▶ **WHAT TO DO**
Please print only the top portion of the entries below, ending with the line that contains "Task: set one pin on each instance of the bicycle front", exactly as written.

(Referring expression data)

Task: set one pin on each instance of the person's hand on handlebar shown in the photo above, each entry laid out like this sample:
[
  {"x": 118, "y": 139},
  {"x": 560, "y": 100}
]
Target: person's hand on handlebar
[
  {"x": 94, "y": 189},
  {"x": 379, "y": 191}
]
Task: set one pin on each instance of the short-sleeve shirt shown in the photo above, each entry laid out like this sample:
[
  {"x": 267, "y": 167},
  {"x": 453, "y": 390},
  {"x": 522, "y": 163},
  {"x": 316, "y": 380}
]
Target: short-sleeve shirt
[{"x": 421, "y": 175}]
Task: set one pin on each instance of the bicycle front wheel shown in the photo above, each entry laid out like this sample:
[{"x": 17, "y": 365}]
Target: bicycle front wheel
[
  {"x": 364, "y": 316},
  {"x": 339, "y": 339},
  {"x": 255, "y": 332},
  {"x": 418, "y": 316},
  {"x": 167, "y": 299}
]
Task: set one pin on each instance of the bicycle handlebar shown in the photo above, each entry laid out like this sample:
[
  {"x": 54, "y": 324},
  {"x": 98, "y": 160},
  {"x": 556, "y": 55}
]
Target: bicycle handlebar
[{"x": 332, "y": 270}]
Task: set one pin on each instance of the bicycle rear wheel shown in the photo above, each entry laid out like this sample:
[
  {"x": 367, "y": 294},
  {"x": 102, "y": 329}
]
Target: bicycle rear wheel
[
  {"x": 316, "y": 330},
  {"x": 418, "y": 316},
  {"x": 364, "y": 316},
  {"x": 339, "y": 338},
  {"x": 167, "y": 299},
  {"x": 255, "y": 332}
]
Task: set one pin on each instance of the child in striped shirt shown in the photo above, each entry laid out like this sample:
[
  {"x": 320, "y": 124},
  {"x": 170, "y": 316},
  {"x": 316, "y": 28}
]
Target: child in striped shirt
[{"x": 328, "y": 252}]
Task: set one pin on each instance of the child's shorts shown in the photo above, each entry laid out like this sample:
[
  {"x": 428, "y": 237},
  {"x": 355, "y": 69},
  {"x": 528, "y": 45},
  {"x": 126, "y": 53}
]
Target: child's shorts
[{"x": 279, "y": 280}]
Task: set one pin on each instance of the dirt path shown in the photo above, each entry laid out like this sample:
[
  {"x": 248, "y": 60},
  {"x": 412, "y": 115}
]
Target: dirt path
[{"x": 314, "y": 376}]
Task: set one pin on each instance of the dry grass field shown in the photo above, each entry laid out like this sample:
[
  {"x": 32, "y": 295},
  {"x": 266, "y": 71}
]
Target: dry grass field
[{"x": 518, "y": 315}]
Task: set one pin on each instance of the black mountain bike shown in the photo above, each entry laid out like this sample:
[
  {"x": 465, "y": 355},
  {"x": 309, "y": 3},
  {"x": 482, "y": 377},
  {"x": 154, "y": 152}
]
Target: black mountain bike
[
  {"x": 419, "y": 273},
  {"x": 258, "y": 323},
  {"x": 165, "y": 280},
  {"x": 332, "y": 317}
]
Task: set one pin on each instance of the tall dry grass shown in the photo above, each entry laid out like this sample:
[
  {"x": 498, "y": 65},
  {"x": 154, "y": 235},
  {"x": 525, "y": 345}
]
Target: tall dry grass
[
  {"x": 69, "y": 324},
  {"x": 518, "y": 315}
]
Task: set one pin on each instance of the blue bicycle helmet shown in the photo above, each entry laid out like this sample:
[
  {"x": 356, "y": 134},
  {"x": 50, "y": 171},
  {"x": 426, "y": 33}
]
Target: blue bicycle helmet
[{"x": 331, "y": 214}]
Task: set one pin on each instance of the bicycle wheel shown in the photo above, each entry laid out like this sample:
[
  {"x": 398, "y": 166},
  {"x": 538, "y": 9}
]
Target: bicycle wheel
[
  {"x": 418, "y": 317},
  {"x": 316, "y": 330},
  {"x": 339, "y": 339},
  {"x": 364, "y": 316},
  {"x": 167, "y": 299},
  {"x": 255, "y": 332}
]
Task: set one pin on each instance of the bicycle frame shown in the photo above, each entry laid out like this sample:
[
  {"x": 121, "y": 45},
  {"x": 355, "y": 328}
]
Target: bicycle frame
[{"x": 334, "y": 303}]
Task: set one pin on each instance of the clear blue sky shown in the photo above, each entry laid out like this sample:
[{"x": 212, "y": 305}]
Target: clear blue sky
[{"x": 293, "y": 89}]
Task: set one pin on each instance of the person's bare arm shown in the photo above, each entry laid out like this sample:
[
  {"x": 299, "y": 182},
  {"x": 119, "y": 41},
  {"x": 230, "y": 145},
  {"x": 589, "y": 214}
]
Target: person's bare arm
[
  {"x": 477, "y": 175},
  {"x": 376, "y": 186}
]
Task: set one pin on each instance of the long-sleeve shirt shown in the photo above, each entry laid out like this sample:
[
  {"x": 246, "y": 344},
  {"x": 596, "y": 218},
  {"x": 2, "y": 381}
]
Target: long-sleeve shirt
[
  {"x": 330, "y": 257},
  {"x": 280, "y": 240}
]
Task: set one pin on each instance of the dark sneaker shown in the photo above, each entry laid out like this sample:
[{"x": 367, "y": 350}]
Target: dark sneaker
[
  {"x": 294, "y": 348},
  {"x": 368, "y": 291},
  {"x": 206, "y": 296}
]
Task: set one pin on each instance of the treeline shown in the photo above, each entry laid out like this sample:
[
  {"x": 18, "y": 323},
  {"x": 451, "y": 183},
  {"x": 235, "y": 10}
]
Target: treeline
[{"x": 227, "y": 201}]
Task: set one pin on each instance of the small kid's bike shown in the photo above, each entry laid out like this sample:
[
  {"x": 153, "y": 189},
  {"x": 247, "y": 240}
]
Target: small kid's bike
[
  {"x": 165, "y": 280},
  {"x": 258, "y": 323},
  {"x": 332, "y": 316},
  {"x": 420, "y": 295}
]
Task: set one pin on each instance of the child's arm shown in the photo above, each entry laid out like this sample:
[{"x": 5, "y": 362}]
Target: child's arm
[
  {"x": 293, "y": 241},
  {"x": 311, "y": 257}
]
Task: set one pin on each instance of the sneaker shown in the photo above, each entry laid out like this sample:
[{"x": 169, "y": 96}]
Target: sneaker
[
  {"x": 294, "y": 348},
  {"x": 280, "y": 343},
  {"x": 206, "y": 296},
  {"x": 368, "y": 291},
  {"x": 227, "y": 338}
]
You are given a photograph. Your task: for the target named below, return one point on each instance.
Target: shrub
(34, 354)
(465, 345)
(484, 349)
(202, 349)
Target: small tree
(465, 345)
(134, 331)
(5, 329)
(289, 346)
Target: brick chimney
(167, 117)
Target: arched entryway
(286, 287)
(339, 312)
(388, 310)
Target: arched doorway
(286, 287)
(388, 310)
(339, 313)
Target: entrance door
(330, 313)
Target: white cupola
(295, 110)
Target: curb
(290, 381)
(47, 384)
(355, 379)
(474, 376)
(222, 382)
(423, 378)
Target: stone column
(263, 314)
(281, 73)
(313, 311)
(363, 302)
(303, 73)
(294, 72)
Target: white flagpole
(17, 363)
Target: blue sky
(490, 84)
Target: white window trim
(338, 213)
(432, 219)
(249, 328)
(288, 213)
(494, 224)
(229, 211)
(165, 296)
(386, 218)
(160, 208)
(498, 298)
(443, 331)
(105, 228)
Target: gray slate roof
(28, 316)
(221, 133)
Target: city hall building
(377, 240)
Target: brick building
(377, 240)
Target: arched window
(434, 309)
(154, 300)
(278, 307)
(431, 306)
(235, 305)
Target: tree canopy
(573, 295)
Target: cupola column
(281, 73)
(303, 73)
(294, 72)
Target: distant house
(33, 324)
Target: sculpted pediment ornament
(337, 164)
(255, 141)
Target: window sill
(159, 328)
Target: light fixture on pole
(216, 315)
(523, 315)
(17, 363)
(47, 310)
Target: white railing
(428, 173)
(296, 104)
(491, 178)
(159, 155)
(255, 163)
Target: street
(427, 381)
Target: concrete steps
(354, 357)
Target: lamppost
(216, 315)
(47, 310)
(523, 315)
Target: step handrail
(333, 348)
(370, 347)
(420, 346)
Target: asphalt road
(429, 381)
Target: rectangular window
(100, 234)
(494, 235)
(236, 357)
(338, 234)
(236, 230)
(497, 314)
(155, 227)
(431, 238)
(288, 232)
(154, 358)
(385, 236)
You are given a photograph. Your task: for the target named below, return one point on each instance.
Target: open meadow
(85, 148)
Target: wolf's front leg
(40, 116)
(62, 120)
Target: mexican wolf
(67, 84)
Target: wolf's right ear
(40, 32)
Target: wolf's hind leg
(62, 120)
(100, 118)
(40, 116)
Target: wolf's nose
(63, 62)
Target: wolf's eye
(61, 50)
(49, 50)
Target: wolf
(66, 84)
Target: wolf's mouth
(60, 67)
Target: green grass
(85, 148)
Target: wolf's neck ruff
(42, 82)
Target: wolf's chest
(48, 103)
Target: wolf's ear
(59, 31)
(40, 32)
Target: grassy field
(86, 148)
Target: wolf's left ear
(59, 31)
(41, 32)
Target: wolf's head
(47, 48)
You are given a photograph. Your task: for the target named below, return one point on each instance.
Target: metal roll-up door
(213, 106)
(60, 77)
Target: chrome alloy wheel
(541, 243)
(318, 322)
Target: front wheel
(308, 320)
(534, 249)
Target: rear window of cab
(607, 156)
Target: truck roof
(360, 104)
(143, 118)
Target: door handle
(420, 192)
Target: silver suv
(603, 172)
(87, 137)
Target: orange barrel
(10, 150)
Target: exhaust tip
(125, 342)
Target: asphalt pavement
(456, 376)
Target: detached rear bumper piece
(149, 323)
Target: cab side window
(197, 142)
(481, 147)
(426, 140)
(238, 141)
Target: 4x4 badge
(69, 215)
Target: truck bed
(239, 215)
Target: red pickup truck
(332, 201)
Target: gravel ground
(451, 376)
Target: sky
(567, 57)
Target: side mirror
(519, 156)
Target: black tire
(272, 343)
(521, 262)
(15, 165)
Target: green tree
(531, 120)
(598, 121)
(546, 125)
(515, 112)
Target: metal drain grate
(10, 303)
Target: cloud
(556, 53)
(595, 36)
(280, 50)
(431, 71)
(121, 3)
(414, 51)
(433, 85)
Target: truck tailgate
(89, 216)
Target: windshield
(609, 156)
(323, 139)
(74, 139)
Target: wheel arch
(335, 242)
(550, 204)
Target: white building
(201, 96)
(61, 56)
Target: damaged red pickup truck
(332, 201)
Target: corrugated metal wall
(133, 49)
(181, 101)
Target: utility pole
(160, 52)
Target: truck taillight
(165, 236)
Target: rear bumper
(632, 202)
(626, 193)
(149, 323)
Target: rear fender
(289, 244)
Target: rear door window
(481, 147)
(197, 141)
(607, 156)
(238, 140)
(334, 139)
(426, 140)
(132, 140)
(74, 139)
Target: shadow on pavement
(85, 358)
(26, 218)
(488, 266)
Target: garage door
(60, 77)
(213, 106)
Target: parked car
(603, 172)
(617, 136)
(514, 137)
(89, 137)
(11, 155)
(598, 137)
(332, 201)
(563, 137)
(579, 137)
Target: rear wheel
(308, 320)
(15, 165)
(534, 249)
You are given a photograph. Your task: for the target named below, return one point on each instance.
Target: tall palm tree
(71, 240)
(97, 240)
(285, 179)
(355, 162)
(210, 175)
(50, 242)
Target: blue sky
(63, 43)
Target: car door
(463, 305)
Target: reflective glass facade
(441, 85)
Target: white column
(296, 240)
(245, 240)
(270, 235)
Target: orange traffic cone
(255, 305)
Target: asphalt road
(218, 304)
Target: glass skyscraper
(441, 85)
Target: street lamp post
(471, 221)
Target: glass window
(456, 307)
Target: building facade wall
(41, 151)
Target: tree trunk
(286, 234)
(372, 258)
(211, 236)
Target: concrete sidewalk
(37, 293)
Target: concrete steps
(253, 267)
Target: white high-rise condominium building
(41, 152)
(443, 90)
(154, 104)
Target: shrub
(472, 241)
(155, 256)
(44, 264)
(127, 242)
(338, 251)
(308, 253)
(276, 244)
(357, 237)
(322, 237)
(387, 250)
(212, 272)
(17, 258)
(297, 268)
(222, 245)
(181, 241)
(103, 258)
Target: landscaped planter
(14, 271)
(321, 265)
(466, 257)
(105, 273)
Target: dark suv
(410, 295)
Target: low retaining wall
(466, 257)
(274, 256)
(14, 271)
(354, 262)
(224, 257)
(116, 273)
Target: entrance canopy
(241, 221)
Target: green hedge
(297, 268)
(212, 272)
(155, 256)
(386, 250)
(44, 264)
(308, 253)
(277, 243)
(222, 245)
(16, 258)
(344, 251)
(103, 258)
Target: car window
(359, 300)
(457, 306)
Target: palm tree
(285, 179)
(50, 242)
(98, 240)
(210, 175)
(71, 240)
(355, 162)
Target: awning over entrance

▶ **RESPONSE TO THIS TASK**
Task: set one pin on each instance of the person's hand on handlebar shown in the photo above, each entry laid out like this sample:
[
  {"x": 118, "y": 139},
  {"x": 560, "y": 100}
]
Target: person's hand on handlebar
[
  {"x": 94, "y": 189},
  {"x": 379, "y": 191}
]
Task: set one pin on each instance of the short-sleeve shirt shown in the photo above, each entry laid out like this sample:
[
  {"x": 267, "y": 167},
  {"x": 453, "y": 390},
  {"x": 522, "y": 163},
  {"x": 316, "y": 380}
]
Target: short-sleeve shirt
[{"x": 421, "y": 175}]
Task: set one pin on each instance of the bicycle front wheel shown in the photo above, each entry laid out like this sample:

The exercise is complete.